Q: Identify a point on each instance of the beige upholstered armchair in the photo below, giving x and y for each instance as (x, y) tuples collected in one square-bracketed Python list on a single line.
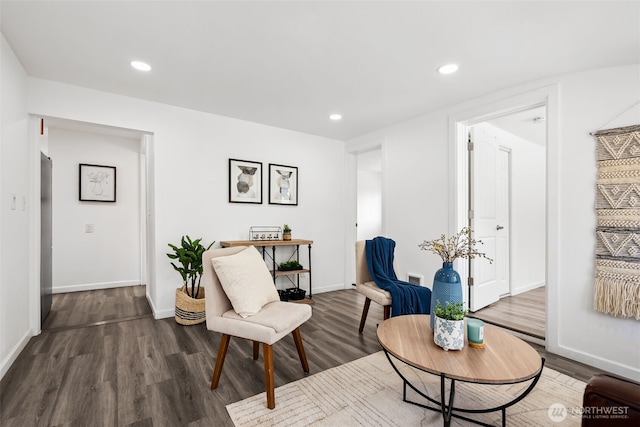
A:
[(241, 301), (367, 287)]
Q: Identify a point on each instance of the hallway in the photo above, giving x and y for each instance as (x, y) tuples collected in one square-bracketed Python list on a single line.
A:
[(524, 313)]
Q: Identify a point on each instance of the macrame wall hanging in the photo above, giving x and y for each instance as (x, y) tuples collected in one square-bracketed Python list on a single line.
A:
[(617, 276)]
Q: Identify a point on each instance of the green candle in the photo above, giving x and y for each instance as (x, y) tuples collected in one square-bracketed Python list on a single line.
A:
[(475, 330)]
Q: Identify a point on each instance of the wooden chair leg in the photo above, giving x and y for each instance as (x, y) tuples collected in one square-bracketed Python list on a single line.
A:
[(297, 338), (365, 311), (222, 352), (267, 353), (256, 350), (387, 312)]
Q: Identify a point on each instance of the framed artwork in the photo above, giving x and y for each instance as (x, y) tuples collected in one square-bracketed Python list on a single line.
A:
[(283, 185), (245, 181), (97, 183)]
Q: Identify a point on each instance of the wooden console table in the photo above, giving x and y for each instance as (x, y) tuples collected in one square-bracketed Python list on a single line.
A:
[(263, 244)]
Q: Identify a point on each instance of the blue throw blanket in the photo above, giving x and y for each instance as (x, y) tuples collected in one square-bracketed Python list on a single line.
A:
[(406, 298)]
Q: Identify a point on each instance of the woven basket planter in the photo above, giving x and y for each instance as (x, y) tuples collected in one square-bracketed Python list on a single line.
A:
[(189, 311)]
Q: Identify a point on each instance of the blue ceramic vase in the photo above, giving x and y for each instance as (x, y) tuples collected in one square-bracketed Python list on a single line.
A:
[(446, 287)]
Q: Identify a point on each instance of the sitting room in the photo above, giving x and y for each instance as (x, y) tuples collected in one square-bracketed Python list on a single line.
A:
[(165, 164)]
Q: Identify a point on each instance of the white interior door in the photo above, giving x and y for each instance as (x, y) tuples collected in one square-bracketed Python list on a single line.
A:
[(489, 201), (369, 194)]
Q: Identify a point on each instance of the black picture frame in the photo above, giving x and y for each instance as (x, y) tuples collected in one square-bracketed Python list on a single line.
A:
[(245, 181), (96, 183), (283, 185)]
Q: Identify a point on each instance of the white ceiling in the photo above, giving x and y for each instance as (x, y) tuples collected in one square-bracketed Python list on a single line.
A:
[(290, 64)]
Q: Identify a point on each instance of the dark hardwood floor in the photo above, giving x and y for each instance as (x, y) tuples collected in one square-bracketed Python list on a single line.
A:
[(127, 369), (524, 313)]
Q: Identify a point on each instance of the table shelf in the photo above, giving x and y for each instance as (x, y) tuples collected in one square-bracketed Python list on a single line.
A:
[(273, 244)]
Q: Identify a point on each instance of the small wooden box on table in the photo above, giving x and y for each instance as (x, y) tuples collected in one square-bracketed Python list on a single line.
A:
[(264, 244)]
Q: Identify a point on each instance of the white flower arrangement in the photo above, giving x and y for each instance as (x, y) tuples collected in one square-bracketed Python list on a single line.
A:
[(460, 245)]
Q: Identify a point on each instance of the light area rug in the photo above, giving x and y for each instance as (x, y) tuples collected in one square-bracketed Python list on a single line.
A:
[(368, 392)]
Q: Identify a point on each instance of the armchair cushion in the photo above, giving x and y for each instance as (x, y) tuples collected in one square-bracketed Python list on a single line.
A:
[(246, 281)]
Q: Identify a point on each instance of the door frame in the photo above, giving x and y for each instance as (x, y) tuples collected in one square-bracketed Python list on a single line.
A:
[(351, 204), (473, 295), (459, 122), (147, 235)]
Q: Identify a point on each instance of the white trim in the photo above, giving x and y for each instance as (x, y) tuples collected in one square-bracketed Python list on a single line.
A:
[(527, 288), (351, 173), (34, 225), (95, 286), (14, 353), (160, 314), (458, 123), (330, 288), (623, 370)]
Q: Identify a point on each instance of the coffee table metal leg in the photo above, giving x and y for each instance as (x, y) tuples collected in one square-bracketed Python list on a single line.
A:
[(447, 409)]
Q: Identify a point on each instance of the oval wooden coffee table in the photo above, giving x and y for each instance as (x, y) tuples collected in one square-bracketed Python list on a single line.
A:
[(505, 359)]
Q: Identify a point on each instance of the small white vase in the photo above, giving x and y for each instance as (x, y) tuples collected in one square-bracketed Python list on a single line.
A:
[(449, 334)]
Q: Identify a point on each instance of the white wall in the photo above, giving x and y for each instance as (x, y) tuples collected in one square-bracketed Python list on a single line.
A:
[(110, 256), (15, 311), (528, 209), (418, 151), (369, 204), (191, 151)]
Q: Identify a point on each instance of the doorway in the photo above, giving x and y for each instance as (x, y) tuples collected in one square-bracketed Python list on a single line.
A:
[(369, 194), (125, 148), (507, 211)]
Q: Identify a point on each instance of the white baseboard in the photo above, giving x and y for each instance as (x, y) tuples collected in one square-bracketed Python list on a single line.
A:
[(329, 288), (94, 286), (626, 371), (14, 353), (526, 288)]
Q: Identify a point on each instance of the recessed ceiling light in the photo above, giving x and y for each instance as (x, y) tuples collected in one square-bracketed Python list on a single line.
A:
[(142, 66), (448, 69)]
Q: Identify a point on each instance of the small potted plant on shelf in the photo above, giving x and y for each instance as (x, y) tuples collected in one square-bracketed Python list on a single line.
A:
[(290, 265), (449, 325), (286, 232), (190, 302)]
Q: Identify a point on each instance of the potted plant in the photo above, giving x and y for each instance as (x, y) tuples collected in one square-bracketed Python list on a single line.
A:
[(290, 265), (190, 302), (449, 330), (446, 281), (286, 232)]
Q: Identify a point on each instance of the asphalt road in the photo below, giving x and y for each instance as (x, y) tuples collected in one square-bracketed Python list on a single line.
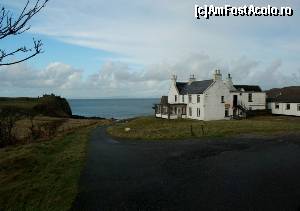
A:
[(245, 173)]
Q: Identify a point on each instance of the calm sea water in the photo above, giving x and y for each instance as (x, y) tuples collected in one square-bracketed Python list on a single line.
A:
[(112, 108)]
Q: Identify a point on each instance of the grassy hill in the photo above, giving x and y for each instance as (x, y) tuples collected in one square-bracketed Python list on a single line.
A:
[(48, 105)]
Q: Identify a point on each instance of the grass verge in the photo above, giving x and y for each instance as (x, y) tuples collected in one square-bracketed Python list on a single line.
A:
[(150, 128), (43, 176)]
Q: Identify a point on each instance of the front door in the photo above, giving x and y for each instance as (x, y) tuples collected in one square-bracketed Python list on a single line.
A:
[(234, 100)]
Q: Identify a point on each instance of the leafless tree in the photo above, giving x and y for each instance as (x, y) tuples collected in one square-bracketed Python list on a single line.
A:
[(11, 25)]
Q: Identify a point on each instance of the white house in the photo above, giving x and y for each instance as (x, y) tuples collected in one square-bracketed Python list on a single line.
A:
[(213, 99), (284, 101)]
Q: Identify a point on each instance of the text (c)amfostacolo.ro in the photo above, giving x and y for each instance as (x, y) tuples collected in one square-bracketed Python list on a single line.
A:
[(207, 11)]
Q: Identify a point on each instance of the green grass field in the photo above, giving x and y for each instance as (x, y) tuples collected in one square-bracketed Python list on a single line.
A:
[(150, 128), (42, 176)]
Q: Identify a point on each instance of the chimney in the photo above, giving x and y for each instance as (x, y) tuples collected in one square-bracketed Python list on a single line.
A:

GIVEN TASK: Convert the rows from the line that contains "Q: Identify a point on each instance of the small white" through the line that contains "[(290, 265), (190, 302), (449, 330), (446, 281), (286, 232)]" into a JSON list of strings, with one string per line and blank lines omitted.

WRITTEN ANSWER:
[
  "Q: Identify a point on each instance of the small white vase in the photo above, giving x and y for each instance as (x, y) tuples collected in one square-bracketed Python list on a single line.",
  "A:",
  "[(449, 334)]",
  "Q: Identify a point on each instance of the white wall in the photo above, giving x and y for each instance as (x, y) tuples collected in one square-bracketed Python list on a single line.",
  "A:",
  "[(110, 256), (15, 311), (528, 209), (418, 151), (369, 204), (191, 151)]",
  "Q: Identify a point on each instance of the doorway in the photo above, giving x and y for each instance as (x, y) tuples collected in one square-bracketed Python list on a single line.",
  "A:",
  "[(369, 194), (125, 148), (507, 211)]",
  "Q: Identify a point on each instance of the white baseboard in the photo above, giving x and y for each instance as (x, y) tuples collected in one square-bracketed Python list on a single line.",
  "A:",
  "[(329, 288), (94, 286), (626, 371), (14, 353), (526, 288)]",
  "Q: Identify a point on each instance of the recessed ceiling light in the photo above, giving x and y for each instance as (x, y) tuples collected in one square-bracketed Python list on a single line.",
  "A:",
  "[(142, 66), (448, 69)]",
  "Q: Identify a point on each instance of the small potted plant on shelf in the photo above, giving x and y for each instance as (x, y) tuples collected in one square-bracketed Python list on a single line.",
  "A:",
  "[(290, 265), (449, 325), (286, 232), (190, 302)]",
  "Q: Identify a point on each instance of the potted plant in the photo above, giving x and y for each instance as (x, y) tuples collected in one square-bracketed Python list on a single line.",
  "A:",
  "[(290, 265), (190, 302), (449, 330), (446, 281), (286, 232)]"
]